What you should do: Find each line in the items below that contains the word "plastic", matching case exactly, and copy those lines out in full.

Input material:
*-*-*

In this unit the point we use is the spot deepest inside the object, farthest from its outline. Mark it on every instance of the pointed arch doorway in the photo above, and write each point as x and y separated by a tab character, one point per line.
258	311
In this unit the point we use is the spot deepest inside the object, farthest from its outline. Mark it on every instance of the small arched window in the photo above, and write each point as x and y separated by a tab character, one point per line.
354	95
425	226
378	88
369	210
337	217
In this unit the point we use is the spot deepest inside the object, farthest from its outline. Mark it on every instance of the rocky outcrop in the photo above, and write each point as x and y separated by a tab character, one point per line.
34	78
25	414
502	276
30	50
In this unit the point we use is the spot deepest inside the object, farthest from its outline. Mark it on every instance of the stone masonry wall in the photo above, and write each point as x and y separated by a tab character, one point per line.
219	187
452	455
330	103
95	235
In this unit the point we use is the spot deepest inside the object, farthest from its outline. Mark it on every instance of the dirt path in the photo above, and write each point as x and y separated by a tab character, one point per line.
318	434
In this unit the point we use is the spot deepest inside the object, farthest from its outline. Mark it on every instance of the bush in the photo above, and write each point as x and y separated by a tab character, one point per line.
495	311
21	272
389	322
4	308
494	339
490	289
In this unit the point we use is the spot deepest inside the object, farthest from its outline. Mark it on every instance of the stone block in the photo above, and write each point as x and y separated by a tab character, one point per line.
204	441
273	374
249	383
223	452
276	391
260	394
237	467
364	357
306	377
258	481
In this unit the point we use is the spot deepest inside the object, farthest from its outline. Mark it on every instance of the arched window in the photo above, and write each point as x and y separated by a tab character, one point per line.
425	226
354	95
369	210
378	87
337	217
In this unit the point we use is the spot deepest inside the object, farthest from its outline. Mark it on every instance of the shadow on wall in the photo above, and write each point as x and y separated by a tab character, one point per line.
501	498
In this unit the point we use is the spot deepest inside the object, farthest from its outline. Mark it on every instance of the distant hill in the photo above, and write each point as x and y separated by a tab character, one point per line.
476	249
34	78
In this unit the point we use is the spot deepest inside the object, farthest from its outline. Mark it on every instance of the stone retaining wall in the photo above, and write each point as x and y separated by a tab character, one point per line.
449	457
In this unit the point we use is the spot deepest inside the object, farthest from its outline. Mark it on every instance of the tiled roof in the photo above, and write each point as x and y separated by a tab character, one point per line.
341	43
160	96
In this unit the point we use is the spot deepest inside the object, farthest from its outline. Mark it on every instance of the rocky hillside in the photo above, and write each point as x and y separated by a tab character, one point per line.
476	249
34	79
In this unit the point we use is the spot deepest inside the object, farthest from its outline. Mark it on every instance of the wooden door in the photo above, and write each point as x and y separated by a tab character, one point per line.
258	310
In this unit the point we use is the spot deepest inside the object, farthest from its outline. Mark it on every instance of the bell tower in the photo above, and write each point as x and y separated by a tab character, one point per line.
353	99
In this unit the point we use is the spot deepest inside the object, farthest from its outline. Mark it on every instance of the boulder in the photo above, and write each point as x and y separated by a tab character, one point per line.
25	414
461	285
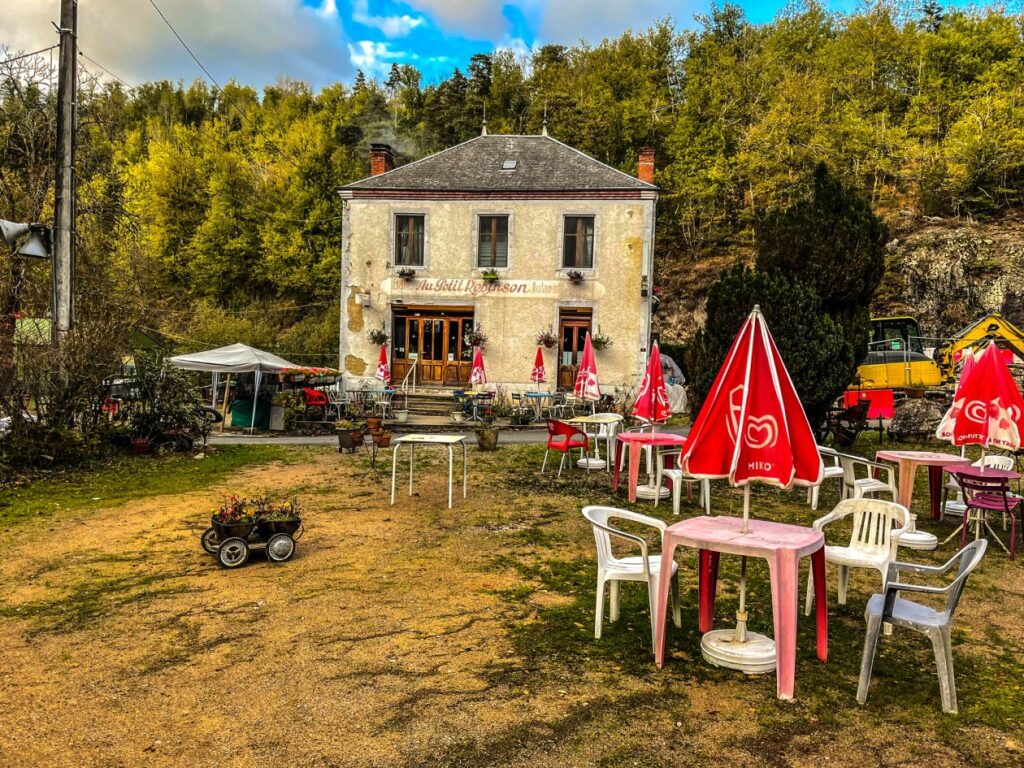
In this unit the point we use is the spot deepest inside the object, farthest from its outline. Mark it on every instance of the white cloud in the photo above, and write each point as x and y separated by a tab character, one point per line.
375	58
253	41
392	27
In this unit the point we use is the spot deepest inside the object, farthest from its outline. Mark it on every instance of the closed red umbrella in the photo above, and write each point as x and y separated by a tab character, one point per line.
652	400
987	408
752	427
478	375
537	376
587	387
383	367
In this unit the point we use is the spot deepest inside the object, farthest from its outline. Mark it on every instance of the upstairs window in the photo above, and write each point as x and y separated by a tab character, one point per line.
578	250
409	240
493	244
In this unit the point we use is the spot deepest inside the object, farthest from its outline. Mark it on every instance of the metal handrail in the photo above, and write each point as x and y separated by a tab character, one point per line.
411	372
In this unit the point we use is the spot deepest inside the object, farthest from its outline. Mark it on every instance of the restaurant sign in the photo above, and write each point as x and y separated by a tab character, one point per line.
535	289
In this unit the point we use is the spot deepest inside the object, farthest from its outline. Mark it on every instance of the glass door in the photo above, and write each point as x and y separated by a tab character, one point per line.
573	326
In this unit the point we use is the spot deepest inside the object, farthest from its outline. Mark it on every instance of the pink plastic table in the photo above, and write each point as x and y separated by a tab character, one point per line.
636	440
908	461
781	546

*-*-*

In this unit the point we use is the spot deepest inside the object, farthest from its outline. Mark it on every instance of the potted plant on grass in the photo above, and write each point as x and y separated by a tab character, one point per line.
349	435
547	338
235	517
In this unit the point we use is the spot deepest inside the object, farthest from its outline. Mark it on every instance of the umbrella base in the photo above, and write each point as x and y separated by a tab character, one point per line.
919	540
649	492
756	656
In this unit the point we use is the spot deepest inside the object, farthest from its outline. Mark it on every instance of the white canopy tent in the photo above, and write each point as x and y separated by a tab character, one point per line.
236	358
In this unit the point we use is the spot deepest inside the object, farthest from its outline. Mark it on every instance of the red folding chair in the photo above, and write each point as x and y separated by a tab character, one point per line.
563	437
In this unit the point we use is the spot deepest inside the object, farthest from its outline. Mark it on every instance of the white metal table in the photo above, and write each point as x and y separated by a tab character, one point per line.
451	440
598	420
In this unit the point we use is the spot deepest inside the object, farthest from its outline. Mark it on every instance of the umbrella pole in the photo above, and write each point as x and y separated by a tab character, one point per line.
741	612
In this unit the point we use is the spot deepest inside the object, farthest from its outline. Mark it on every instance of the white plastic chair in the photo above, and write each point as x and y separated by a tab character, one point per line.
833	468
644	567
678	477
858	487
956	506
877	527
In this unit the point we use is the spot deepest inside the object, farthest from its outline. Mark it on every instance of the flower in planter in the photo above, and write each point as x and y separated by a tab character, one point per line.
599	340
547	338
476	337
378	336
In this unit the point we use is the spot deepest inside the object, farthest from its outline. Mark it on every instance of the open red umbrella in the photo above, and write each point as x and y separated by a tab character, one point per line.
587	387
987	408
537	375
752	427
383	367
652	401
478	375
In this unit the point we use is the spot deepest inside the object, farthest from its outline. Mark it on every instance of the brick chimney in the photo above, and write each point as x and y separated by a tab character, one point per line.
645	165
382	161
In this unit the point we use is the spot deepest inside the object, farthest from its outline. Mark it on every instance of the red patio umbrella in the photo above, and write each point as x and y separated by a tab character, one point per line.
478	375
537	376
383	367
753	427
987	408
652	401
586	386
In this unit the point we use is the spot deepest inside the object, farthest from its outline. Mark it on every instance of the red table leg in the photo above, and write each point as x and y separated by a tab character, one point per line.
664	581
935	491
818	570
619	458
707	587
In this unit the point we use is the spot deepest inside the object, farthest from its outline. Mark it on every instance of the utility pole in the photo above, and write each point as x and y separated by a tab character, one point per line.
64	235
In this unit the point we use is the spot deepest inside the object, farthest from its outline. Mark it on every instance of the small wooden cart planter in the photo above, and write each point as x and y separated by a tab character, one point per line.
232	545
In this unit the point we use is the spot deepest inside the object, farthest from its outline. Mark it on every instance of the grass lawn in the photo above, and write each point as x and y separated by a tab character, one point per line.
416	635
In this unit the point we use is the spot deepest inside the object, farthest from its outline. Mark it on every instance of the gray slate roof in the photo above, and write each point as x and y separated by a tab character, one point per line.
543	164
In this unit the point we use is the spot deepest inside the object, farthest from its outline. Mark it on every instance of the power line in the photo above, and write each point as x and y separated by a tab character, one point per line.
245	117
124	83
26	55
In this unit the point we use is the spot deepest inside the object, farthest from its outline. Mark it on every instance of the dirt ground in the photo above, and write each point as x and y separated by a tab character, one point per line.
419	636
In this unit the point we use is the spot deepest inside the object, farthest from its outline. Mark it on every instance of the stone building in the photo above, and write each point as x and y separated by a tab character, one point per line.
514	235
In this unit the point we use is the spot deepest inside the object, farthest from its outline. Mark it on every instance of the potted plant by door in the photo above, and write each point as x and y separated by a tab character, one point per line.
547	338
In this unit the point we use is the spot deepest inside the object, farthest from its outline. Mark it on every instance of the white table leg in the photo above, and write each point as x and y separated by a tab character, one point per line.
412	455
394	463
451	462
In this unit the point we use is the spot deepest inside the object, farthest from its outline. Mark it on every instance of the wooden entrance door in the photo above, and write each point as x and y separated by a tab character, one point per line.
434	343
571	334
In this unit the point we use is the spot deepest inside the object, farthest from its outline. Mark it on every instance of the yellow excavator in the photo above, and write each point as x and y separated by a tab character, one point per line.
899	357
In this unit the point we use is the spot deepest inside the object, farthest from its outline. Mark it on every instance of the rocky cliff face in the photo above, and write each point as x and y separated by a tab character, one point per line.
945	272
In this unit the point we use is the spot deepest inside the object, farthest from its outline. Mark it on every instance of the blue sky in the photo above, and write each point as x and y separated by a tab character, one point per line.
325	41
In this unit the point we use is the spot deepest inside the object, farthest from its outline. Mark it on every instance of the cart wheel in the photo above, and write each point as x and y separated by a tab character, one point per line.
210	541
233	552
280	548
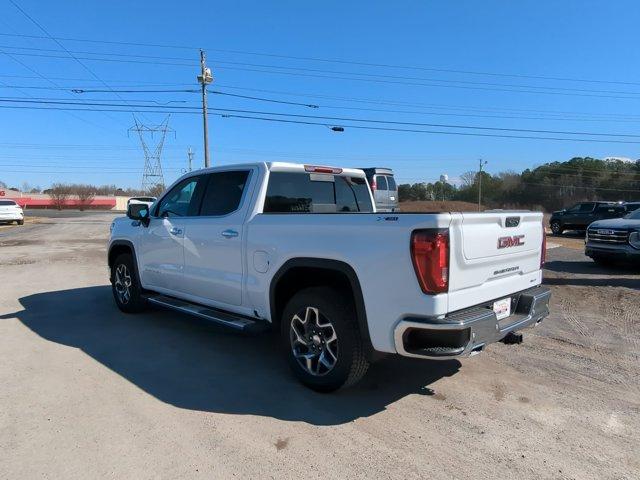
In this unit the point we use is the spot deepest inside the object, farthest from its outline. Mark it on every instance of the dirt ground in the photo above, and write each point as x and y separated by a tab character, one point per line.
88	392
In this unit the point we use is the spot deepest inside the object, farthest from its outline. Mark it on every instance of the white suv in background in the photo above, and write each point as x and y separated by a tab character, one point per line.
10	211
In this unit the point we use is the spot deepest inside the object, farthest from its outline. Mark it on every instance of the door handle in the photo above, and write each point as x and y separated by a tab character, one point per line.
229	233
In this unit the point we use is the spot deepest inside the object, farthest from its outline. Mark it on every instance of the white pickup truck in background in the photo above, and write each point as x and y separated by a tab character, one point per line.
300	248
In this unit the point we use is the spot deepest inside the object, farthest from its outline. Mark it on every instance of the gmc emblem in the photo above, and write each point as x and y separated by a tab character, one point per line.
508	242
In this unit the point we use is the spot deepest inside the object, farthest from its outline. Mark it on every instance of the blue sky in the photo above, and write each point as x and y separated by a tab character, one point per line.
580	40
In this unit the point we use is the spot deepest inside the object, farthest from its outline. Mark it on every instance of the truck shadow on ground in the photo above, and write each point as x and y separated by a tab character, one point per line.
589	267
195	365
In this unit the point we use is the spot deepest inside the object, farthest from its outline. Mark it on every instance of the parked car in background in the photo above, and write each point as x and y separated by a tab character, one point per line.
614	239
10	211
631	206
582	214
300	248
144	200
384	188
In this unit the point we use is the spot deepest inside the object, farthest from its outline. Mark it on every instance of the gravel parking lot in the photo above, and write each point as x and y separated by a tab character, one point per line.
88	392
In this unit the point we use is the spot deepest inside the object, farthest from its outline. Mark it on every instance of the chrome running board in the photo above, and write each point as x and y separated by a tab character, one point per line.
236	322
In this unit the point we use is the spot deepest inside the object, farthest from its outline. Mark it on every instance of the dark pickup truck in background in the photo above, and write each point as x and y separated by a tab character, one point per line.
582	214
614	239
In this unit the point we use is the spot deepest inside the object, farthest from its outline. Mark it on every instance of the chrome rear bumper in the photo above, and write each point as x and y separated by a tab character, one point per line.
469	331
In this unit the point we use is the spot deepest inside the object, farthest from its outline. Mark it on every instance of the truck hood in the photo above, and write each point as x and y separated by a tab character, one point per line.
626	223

*-*-*

Reply:
In this unit the point we use is the spot deepest inside the object, farthest from its outline. Mark it on every instance of the pink plastic table in the photo above, and write each point as x and y separated by a tab character, one point per line.
In this unit the point we use is the spot deepest inside the object, farthest from its outline. Mark it on every instance of the white plastic chair in the photo above, and write each point as x and y separated by a tab character, one point per line.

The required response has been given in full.